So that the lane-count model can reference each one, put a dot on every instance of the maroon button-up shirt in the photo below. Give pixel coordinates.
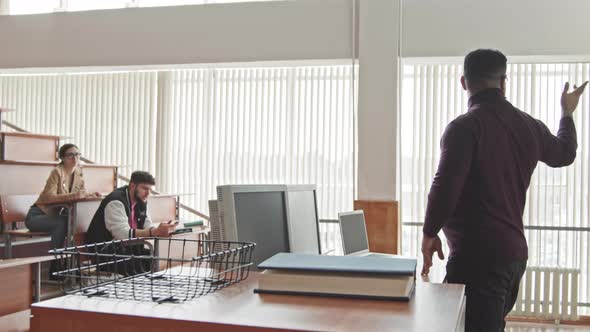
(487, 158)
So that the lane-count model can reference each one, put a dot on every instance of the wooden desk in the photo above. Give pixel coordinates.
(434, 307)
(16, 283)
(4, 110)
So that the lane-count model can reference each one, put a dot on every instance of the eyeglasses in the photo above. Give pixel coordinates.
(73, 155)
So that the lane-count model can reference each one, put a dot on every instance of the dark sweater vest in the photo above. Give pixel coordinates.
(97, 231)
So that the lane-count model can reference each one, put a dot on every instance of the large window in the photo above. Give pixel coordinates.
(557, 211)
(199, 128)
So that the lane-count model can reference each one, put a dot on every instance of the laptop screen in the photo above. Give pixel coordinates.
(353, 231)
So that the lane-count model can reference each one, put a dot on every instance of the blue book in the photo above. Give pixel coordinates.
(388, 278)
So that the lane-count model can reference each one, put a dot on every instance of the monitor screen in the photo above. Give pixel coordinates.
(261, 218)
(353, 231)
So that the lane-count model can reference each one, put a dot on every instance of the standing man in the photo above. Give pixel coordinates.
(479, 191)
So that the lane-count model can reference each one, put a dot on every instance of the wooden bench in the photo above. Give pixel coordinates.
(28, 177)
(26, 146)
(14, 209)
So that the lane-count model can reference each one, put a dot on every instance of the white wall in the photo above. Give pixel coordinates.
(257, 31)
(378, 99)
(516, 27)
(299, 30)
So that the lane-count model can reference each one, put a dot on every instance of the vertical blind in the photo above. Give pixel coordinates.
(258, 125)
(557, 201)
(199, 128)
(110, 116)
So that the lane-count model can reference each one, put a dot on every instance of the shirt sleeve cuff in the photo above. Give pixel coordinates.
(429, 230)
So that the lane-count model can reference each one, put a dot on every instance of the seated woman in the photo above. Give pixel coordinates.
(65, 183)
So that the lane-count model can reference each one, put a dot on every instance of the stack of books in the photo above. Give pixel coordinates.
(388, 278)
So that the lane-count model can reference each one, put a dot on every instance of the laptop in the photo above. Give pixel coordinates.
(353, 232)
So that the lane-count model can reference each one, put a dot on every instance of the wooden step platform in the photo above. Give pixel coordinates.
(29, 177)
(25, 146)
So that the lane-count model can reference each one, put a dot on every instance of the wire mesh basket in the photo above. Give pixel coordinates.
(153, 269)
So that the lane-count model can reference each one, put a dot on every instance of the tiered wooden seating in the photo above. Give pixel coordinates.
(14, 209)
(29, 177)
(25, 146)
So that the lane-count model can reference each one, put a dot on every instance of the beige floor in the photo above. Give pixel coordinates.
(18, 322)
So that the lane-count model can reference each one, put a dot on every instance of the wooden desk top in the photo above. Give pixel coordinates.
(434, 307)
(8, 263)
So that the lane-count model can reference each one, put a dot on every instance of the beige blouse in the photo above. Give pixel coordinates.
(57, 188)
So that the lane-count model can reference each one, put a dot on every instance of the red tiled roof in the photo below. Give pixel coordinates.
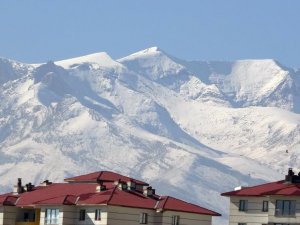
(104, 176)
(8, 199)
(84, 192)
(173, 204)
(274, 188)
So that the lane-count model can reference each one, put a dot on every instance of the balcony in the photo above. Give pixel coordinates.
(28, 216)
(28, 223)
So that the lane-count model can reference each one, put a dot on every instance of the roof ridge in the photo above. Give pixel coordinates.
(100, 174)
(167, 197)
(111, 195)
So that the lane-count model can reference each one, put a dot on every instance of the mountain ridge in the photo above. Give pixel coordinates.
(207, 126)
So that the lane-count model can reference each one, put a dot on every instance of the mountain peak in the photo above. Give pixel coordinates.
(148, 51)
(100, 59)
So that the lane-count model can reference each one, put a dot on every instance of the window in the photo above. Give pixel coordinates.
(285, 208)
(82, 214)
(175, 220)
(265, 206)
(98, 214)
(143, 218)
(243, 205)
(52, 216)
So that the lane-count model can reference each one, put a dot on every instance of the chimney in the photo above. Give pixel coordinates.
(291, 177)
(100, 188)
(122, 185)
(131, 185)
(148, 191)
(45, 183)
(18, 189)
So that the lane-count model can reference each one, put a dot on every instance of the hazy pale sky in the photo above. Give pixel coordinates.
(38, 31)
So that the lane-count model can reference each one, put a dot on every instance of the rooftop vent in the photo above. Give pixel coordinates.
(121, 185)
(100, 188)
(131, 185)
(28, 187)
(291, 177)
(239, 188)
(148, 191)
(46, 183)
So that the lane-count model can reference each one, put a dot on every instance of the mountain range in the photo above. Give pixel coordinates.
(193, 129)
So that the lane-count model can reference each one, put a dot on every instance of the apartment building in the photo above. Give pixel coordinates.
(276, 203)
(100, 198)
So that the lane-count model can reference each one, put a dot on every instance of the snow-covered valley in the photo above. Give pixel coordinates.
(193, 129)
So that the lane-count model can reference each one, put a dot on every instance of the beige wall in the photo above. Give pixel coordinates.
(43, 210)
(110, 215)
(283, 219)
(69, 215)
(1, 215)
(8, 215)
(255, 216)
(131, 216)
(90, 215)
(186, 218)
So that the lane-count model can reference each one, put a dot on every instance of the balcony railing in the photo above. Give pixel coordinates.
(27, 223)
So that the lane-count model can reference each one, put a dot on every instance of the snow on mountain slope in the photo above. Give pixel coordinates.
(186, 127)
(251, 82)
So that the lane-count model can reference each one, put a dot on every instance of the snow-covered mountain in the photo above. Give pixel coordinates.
--
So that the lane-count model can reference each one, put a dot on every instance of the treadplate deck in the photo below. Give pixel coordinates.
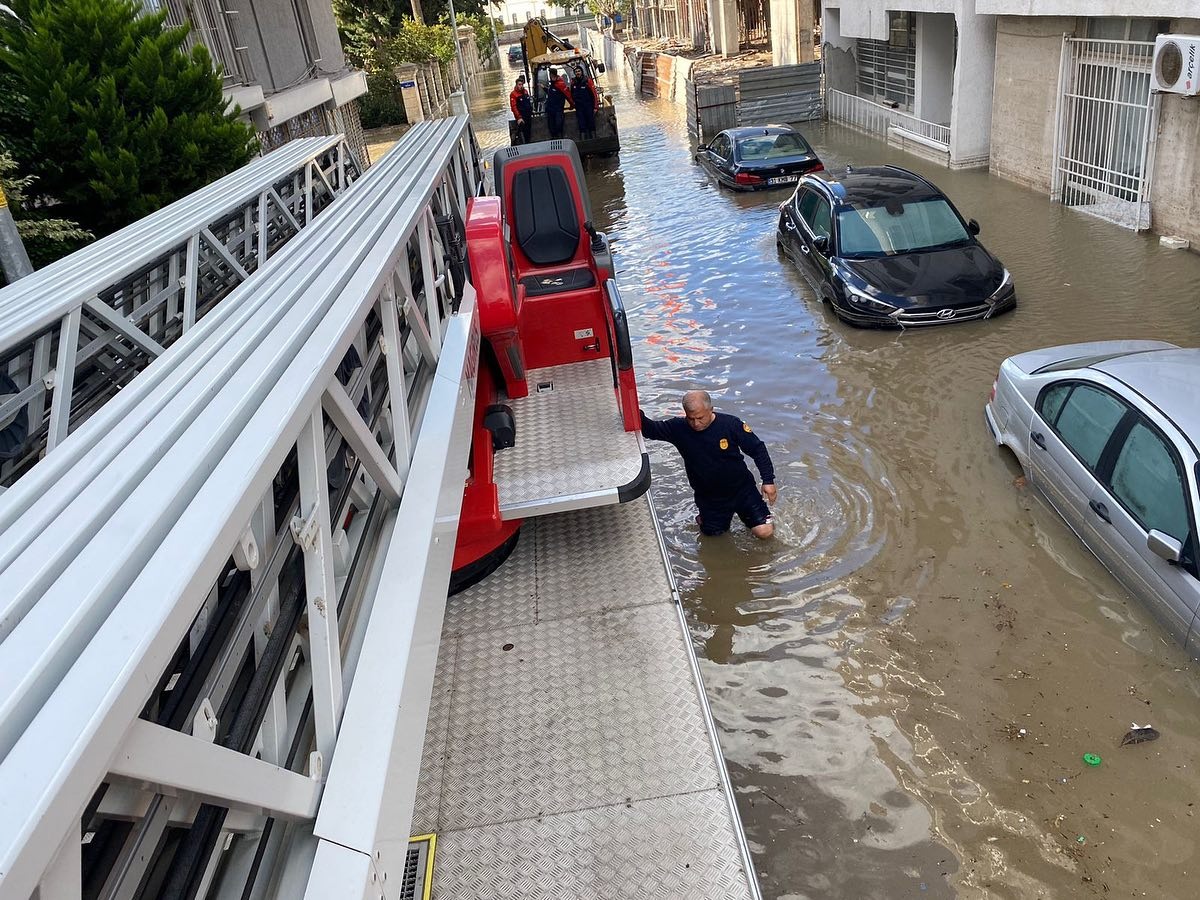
...
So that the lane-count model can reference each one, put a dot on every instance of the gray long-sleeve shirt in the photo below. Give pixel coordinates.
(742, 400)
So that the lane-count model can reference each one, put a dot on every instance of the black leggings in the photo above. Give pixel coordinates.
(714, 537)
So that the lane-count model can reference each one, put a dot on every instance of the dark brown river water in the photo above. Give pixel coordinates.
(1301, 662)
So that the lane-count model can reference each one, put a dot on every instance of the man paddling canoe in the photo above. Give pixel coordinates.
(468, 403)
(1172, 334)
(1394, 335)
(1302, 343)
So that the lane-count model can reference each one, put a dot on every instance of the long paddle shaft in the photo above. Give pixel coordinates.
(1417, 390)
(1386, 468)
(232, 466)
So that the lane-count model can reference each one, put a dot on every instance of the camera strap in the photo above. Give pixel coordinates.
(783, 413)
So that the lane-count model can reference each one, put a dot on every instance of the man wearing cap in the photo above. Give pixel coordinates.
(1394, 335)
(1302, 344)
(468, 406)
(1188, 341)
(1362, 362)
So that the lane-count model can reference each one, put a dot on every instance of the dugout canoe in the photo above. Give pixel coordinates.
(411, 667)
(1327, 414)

* **Your assignment**:
Word for word, restate the lines above from the line containing "slope in the photo above. Give pixel coordinates." through the line containing "mountain in the photo above. Give pixel coordinates.", with both included and nothing else.

* **Exercise output**:
So that the lane-count model can reference each one, put a dot on every instance of the snow on mountain slope in the photo above. Give pixel coordinates.
(186, 127)
(251, 82)
So that the lane-count model can reference each one, put a dot on every instance of the snow-covered mountain in the photo above. Give pixel coordinates.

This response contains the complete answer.